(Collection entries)
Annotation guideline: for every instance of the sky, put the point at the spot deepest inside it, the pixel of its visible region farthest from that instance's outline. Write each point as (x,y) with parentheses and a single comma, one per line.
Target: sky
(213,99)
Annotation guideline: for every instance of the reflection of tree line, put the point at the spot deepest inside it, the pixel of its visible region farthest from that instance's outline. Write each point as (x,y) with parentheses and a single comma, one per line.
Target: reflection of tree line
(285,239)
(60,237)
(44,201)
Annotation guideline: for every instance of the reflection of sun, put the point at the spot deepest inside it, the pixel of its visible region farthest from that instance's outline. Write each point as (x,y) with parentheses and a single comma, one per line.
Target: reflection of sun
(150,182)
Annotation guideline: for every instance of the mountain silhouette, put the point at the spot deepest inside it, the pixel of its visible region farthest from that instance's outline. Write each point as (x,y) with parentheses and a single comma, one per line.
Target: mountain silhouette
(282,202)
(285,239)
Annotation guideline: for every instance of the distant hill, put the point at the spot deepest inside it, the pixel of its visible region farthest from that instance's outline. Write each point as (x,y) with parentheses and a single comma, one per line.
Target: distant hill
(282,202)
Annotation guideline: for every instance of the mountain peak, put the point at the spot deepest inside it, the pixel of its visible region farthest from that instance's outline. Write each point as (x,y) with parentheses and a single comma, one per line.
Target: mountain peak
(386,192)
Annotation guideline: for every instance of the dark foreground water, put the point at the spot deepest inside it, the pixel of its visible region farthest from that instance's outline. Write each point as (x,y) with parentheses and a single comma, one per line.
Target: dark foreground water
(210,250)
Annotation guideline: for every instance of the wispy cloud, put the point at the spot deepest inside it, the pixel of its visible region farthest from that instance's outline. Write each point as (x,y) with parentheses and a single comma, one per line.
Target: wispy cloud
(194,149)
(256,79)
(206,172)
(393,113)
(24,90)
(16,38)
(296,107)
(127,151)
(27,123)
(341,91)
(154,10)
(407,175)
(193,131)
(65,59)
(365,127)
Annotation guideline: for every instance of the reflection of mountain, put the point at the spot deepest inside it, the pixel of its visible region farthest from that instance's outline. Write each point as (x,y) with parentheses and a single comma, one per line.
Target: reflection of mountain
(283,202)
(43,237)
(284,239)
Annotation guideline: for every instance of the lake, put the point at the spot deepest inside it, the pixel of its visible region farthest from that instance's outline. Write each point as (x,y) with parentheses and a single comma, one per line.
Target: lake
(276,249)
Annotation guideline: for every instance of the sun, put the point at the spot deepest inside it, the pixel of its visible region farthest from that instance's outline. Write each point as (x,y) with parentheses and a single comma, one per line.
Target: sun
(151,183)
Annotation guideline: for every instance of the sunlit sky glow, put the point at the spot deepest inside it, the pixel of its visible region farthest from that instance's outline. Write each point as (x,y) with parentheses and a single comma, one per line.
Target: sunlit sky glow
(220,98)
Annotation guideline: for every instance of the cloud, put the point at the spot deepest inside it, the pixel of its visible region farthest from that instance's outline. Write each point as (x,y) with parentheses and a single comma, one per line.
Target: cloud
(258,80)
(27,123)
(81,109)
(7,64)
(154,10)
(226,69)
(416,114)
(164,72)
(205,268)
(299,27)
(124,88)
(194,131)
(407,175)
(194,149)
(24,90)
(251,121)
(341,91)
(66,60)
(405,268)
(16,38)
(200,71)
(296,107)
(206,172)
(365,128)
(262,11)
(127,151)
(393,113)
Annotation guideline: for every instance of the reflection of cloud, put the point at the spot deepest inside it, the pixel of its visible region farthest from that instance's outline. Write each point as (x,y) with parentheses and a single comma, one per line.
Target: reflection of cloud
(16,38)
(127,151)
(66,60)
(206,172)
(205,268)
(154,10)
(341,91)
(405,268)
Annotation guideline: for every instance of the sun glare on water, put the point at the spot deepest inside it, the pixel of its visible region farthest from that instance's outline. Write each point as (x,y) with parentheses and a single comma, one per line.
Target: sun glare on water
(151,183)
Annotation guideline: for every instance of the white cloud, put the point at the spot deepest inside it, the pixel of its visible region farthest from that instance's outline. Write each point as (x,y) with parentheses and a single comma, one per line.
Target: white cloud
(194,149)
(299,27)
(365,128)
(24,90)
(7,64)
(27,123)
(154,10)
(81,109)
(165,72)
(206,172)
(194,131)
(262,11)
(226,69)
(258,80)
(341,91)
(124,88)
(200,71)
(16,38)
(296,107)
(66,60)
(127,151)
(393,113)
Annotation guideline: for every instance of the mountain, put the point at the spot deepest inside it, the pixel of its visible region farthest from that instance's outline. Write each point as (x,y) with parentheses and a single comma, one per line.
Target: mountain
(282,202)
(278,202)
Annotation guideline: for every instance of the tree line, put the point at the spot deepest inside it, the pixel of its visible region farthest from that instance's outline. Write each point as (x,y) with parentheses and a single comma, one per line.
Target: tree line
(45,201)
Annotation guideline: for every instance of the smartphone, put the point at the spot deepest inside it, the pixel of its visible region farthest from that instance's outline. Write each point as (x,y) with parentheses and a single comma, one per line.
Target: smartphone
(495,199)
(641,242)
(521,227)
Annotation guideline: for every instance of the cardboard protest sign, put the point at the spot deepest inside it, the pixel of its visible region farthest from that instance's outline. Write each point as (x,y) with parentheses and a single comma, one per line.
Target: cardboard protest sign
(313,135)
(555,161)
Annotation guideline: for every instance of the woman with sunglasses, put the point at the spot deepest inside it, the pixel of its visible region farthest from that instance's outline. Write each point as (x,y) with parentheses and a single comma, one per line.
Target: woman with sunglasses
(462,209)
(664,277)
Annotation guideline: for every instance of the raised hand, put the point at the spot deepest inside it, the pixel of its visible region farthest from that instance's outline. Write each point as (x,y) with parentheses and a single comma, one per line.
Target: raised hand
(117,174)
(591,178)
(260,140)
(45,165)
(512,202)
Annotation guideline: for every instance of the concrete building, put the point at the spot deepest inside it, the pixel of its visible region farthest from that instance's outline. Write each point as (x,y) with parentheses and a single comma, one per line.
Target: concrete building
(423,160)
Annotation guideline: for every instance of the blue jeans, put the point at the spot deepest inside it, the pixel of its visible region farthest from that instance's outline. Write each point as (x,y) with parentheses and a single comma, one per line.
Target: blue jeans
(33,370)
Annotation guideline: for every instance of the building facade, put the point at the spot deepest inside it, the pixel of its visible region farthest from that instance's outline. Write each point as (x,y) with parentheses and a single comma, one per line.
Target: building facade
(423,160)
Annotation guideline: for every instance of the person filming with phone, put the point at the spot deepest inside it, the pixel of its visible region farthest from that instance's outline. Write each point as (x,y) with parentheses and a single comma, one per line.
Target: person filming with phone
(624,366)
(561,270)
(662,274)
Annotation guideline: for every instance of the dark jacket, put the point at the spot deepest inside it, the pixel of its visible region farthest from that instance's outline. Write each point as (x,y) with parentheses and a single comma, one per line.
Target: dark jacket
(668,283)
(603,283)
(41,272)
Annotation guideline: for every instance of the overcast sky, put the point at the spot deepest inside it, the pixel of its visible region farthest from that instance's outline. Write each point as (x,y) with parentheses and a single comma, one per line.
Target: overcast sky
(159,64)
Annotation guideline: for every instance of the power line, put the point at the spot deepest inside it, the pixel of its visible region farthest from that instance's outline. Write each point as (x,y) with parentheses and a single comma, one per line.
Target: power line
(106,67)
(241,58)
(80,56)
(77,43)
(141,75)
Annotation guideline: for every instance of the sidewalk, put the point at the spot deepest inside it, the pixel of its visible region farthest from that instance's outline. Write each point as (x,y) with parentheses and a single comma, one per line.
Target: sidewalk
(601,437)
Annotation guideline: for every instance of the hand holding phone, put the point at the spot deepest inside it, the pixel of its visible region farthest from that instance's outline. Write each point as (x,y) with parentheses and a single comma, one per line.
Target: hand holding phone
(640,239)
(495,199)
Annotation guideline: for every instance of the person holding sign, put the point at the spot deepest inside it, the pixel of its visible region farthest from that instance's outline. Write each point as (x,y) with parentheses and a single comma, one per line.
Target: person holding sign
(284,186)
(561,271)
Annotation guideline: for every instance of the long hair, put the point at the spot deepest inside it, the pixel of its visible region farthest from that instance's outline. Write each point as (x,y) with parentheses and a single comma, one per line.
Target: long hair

REQUIRED WORK
All that belongs in the answer is the run of lines above from the line containing "Target: concrete building" through the line containing "Annotation guideline: for every instance of the person filming", exactly as written.

TASK RESPONSE
Target: concrete building
(423,160)
Annotation guideline: for every instance of the blue jeans, put the point at the spot deepest inside it, the pixel of its visible region farthest from that instance's outline. Write each point as (x,y) with parentheses and a single comma, one per line.
Target: blue jeans
(33,370)
Annotation guideline: for every instance of the building facade, put the point at the spot deepest inside it, the pixel of its visible region farthest from that instance's outline. Write each point as (x,y) with parentheses and a single comma, one per line.
Target: building facade
(423,160)
Annotation guideline: for every instance of the person filming with phone, put the point at the spot deepest inside it, the pixel of its visible region farthest from that instance's outline. Write each point as (x,y) with parentheses and a single comma, one per line.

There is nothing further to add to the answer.